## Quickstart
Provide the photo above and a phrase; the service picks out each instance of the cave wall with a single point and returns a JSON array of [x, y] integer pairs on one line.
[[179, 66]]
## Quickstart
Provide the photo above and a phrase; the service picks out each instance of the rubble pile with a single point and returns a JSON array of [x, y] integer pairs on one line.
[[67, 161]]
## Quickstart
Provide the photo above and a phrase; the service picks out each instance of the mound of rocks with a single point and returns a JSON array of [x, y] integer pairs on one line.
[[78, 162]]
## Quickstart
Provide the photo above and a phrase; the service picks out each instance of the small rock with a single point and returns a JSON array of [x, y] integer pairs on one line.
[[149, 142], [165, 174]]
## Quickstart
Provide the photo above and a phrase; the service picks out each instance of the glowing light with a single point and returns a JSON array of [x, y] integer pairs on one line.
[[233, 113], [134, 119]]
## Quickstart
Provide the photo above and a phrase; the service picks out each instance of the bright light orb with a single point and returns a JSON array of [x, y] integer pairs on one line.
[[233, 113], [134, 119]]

* * * * *

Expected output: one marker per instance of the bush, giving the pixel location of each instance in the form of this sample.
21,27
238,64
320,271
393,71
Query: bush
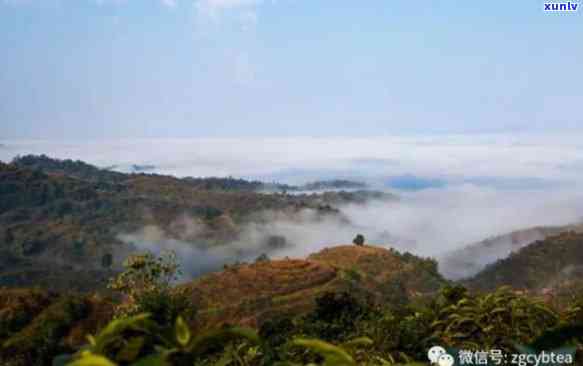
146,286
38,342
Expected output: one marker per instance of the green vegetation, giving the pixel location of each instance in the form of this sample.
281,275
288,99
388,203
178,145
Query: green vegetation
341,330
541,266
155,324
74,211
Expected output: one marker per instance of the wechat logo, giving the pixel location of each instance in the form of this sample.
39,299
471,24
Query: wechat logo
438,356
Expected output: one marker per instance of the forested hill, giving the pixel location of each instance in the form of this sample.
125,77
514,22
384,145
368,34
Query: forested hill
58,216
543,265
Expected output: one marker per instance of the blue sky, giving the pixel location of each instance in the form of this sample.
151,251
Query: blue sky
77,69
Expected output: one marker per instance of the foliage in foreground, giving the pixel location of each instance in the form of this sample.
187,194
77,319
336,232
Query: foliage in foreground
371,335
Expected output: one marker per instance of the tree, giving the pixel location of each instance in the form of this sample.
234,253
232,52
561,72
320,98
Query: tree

* * * * *

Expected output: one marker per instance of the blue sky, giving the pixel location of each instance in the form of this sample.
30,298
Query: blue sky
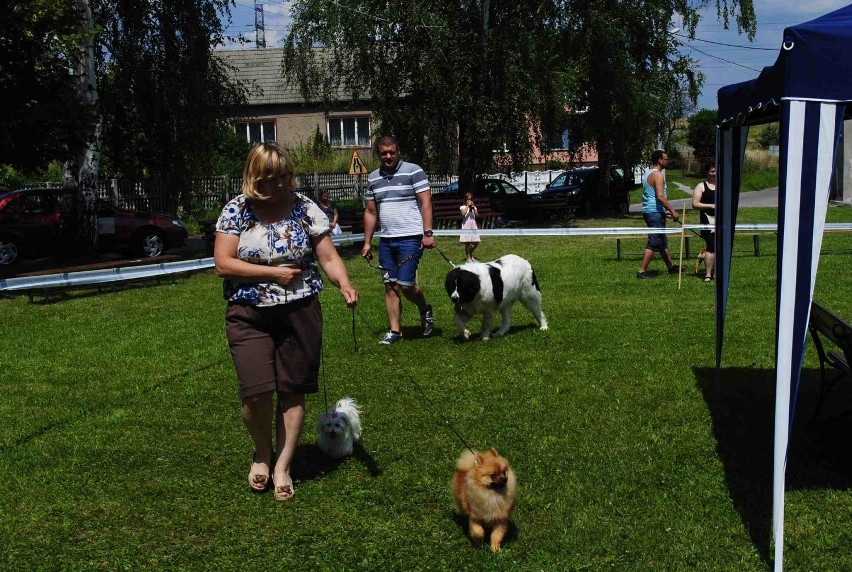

* * * * *

Using the records above, pull out each line where the word "form" occurs.

SOLUTION TO THE EXERCISE:
Expected output: one marker per instance of the bush, giving the pixel location of each instance in the form of this sample.
Expected output: one marker per instance of the green vegetation, giving the pixel location of each instance in the form of this sample.
Expected output: one marker per instance of the wechat logo, giving the pixel location of each instance in the form of this sample.
Expected output: one marker per instance of the forested hill, giving the pixel location of each instance in the form of this sample.
Expected output: one marker per instance of the blue sky, giving the pixel location of each instance in the form of this sample.
Expected output: one marker per instance of the foliage in foreground, giving the pixel location of each instance in the form of this sample.
Expected output: one marker per instance of the tree, giving the pixel location of each instance in the form of this sample.
Expected output: one marker per instance of the blue sky, giving the pixel location of each instance in the form of this sample.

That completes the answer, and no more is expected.